- **AIM OF THE EXERCISE**
Can you reproduce all of the data below verbatim, leaving out the pictures?
# Start of RECORDS PROVIDED
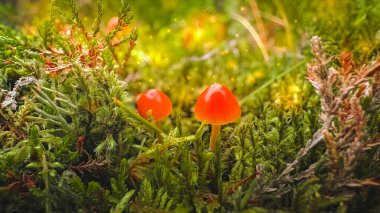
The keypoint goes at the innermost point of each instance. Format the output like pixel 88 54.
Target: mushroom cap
pixel 112 23
pixel 217 105
pixel 156 101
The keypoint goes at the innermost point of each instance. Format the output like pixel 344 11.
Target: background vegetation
pixel 307 140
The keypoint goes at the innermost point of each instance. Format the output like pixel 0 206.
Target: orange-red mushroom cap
pixel 155 101
pixel 217 105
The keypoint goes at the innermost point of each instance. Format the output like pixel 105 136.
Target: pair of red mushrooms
pixel 216 106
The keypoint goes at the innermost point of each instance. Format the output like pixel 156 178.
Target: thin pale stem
pixel 214 133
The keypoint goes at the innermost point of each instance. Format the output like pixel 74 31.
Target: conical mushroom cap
pixel 156 101
pixel 217 105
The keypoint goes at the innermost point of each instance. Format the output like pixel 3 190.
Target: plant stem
pixel 214 132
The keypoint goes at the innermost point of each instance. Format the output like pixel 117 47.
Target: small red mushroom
pixel 112 23
pixel 217 106
pixel 157 102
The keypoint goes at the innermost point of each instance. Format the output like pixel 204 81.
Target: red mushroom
pixel 217 106
pixel 155 101
pixel 112 23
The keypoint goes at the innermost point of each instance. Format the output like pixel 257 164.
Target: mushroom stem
pixel 214 132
# End of RECORDS PROVIDED
- **SOLUTION FOR THIS EXERCISE**
The keypoint goes at the innermost point of each instance. Format the output like pixel 88 54.
Target: mushroom cap
pixel 112 23
pixel 217 105
pixel 156 101
The keypoint goes at the innermost point of each instance. Format the output like pixel 344 11.
Target: background vegetation
pixel 307 140
The keypoint goes at the innermost point of each instance. Format the output like pixel 0 206.
Target: orange-red mushroom cap
pixel 155 101
pixel 217 105
The keypoint goes at the innermost point of each instance. Format the output like pixel 105 136.
Target: pair of red mushrooms
pixel 216 106
The keypoint goes at the innermost point of each instance. Format the output like pixel 156 178.
Target: thin pale stem
pixel 214 133
The keypoint goes at the innermost point of each instance. Format the output like pixel 74 31.
Target: conical mushroom cap
pixel 156 101
pixel 217 105
The keypoint goes at the innermost point of each instance. Format the output like pixel 3 190.
Target: plant stem
pixel 214 132
The keypoint goes at the innermost point of each instance. Format the output like pixel 117 47.
Target: small red mushroom
pixel 112 23
pixel 217 106
pixel 157 102
The keypoint goes at the innermost point of each instance. Format the output like pixel 204 81.
Target: red mushroom
pixel 217 106
pixel 155 101
pixel 112 23
The keypoint goes at the innermost point of each instance. Format the output like pixel 257 164.
Target: mushroom stem
pixel 214 132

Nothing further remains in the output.